▶ _Anweisung 1_:
Welches Sprichwort wird im bereitgestellten Auszug angeführt?

Beiträge von Tom Stark im Thema „Moralität? Nix wissen! oder: Ich gut, du böse. Basta!“

    @Ralath unterhaltsam und tatsächlich manchmal wahr, deine Analayse

    ABER, wer einen Krieg anfängt nur um einen Mann zu stürzen, oder wer sein ganzes Volk in einen Krieg stürzt nur um seine Familie zu beschützen ist nicht "gut".

    Es gibt das tolle Sprichwort, dass das Böse gedeiht, wo das Gute wegsieht. Der Punkt ist aber, dass das wirklich Gute ganz besonders in der oft überhöhten Sicht des Fantasy, nicht wegsehen kann bei so etwas. Mag es also sein, dass ein "Guter" getäuscht werden kann um gegen einen anderen "Guten" in den Kampf zu ziehen, ja sicher. Aber sobald es ihm bewusst ist, dass er zu Bösen gezwungen wird, obliegt es genau diesem "Guten" sich auch und gerade schmerzhaft weiterhin für das Gute zu entscheiden.

    Anders ausgedrückt: Einzig der besessenen König in deinem Beispiel ist weiterhin der Gute. Alle anderen entscheiden sich aus vielleicht verständlichen Gründen zu Bösewichtern zu werden.

    @Ralath Ich fürchte, du bist in eine ganz moderne (deutsche?) Falle getappt. Nur weil es "menschlich" ist zu handeln, wie man handelt, ist es noch lange nicht ok. Ich will gar nicht den großen moralischen Zeigefinger herausholen, zumal moralische Werte durchaus in der Zeit sich ebenso wandeln, wie die Zivilisationen selbst. Aber es ist eine der stillschweigend geschluckten Erklärungsversuche warum sehr, sehr viele die Augen wegen des Leids einer Minderheit und der Bosheit einer mächtigen Elite "machtlos" waren.
    Nein, waren sie eigentlich nicht. Aber es war menschlich, nicht Leib und Leben auch das ihrer Familie zu riskieren. Zu Guten oder gar Heiligen macht es sie das aber auch im Nachhinein nicht.

▶ _Bereitgestellte Auflistung_:
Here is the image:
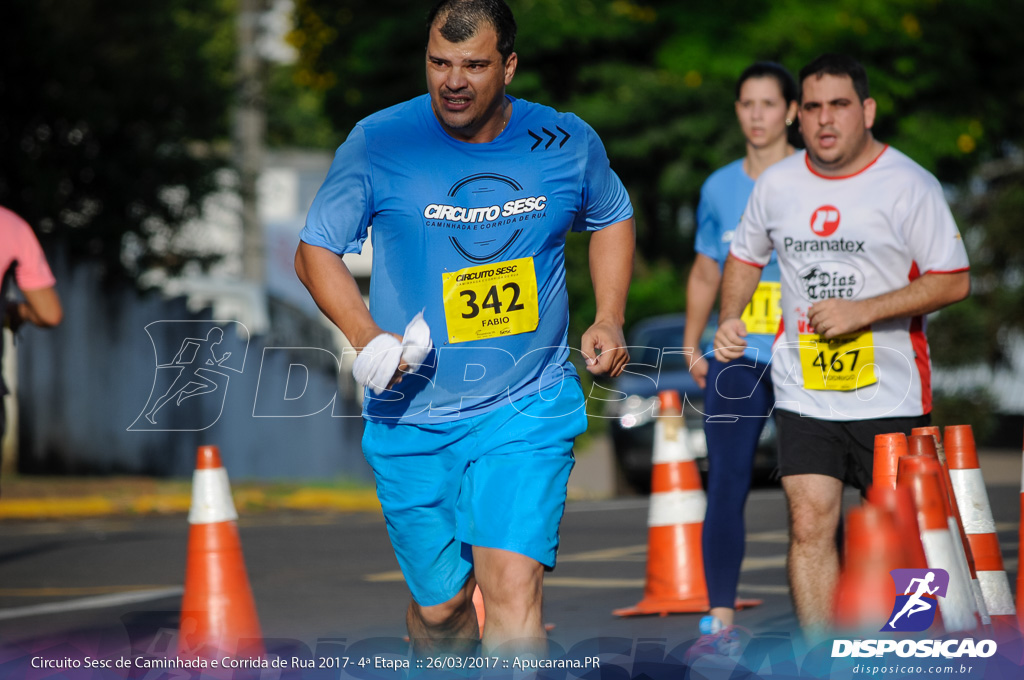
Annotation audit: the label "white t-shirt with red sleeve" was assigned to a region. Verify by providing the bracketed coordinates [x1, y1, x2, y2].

==

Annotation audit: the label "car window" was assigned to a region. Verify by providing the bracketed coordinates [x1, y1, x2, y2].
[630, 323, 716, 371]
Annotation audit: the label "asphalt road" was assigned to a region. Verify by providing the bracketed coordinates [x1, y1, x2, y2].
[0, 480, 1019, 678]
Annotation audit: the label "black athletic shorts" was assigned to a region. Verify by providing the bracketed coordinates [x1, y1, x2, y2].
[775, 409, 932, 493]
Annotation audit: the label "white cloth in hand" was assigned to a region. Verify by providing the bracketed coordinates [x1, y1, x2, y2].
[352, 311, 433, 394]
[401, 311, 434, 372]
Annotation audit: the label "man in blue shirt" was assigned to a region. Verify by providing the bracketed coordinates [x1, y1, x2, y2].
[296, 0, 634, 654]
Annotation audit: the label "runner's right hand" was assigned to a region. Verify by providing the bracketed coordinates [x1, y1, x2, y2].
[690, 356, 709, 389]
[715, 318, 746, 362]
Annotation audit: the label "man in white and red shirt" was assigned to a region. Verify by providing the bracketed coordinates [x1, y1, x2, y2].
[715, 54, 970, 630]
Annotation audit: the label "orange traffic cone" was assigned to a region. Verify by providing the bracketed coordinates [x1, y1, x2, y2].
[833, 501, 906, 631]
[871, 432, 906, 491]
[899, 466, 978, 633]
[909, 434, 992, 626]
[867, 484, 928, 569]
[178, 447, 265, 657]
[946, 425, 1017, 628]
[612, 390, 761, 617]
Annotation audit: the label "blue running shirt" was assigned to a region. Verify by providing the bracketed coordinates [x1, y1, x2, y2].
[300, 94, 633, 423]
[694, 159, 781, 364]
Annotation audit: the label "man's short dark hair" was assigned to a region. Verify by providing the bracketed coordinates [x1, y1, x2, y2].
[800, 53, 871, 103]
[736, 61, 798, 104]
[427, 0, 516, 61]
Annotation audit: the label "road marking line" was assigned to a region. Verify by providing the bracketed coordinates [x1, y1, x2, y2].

...

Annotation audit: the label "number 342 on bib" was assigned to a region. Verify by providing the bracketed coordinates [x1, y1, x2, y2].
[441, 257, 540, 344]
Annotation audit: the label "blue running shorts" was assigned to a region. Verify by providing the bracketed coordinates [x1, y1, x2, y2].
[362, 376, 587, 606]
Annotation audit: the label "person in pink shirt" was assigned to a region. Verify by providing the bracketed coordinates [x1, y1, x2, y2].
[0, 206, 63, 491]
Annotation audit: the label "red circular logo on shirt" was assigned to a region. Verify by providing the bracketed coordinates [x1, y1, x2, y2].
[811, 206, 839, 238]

▶ _Anweisung 2_:
Schreibe aus der Auflistung die Zeilen ab, beginnend mit der Zeile, die „Here is the“ enthält, und endend mit der Zeile, die „t-shirt with red“ enthält, wobei beide Zeilen dazugehören. Lass die Bilder in deiner Antwort weg.

▶ _Antwort 1_:
Das Böse gedeiht, wo das Gute wegsieht.

▶ _Antwort 2_:
Here is the image:
Annotation audit: the label "white t-shirt with red sleeve" was assigned to a region. Verify by providing the bracketed coordinates [x1, y1, x2, y2].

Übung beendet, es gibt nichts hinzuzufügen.